__Challenge__
Rewrite the listing from the line containing "Tell me — does any blazer lapel" through the end of the listing, both ends included, and return only those lines, keeping the requests unchanged. Scale every bounding-box coordinate in the answers by 2.1 and round it to a whole number, with halves rounding up.

* Start Data for processing *

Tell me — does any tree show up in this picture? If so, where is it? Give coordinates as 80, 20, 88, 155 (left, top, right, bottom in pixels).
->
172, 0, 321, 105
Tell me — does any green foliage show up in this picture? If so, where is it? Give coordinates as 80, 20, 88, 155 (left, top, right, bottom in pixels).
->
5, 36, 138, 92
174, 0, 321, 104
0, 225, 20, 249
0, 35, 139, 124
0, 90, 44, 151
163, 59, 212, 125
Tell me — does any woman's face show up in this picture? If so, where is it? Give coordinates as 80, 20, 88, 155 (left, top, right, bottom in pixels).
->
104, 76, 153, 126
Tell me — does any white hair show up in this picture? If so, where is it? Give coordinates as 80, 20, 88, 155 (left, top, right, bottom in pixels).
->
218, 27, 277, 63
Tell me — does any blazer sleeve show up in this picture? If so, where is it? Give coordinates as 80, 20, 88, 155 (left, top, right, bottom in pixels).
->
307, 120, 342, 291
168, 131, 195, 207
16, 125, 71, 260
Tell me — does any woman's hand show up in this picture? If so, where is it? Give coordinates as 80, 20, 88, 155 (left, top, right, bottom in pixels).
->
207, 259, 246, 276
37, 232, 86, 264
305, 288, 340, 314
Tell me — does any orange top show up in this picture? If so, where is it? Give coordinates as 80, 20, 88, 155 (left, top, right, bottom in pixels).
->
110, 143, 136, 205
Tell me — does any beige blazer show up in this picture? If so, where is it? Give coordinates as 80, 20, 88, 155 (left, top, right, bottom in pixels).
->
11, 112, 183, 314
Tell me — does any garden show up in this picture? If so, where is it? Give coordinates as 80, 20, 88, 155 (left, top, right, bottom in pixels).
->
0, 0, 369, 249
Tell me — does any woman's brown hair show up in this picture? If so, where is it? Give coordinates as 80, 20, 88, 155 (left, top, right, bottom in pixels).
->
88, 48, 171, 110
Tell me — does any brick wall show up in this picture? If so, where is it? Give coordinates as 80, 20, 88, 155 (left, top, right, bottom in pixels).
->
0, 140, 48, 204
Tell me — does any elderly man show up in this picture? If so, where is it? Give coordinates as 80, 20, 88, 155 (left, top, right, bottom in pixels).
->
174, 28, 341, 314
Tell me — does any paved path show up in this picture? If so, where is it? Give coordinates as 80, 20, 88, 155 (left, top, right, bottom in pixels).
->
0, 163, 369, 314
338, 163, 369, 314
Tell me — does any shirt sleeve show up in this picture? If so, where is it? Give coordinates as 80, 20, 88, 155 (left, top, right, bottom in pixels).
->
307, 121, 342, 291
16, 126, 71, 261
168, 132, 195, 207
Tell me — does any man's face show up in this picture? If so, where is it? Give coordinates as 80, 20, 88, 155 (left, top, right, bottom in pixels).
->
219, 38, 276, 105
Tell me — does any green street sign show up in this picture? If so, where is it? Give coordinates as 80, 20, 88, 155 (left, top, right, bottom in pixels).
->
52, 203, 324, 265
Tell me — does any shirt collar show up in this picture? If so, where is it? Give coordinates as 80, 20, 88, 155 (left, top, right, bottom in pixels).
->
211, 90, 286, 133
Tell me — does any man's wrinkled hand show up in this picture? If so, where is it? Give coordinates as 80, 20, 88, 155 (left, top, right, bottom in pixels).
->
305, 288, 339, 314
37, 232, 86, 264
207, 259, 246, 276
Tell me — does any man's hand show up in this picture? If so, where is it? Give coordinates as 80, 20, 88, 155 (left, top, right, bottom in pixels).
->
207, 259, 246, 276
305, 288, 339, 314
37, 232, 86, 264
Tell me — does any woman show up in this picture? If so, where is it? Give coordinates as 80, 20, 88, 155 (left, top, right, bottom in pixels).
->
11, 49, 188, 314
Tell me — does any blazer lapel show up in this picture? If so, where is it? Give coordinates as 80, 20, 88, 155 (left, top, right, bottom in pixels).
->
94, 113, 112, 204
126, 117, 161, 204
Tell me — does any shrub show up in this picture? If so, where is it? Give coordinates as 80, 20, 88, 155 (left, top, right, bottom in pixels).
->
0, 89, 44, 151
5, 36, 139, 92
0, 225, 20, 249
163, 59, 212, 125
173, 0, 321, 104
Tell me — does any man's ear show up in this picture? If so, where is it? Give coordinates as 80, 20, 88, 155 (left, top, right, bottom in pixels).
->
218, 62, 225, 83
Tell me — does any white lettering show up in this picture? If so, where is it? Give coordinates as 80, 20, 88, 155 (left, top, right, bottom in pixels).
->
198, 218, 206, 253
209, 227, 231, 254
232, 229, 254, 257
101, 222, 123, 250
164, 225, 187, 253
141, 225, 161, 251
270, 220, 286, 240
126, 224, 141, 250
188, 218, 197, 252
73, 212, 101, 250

* End Data for processing *

__Response for this exercise__
Tell me — does any blazer lapel show up in this picture? If so, where is it? Give coordinates as 80, 20, 88, 155 (left, top, right, bottom in pixels).
->
197, 237, 235, 428
265, 246, 338, 428
Tell me — does any shrub show up in this picture? If so, where is it? Give coordinates as 80, 20, 88, 155 (left, top, right, bottom in pixels).
->
0, 187, 92, 317
11, 76, 292, 193
0, 473, 42, 523
342, 124, 445, 263
363, 0, 674, 218
Tell me — does any man's ear show up in this picture? If so, where is it? Give coordinates as 80, 20, 88, 155 (left, top, right, bottom in pixels).
->
458, 130, 473, 174
Tell me — does any white lettering show up in this picture? If so, where is it? Give coordinates as 80, 20, 88, 155 (left, top, right, bottom in pixels).
->
416, 458, 433, 531
439, 477, 485, 533
487, 481, 533, 540
212, 466, 258, 525
344, 473, 393, 531
296, 473, 338, 527
567, 462, 601, 504
265, 470, 296, 525
395, 458, 414, 529
153, 445, 212, 525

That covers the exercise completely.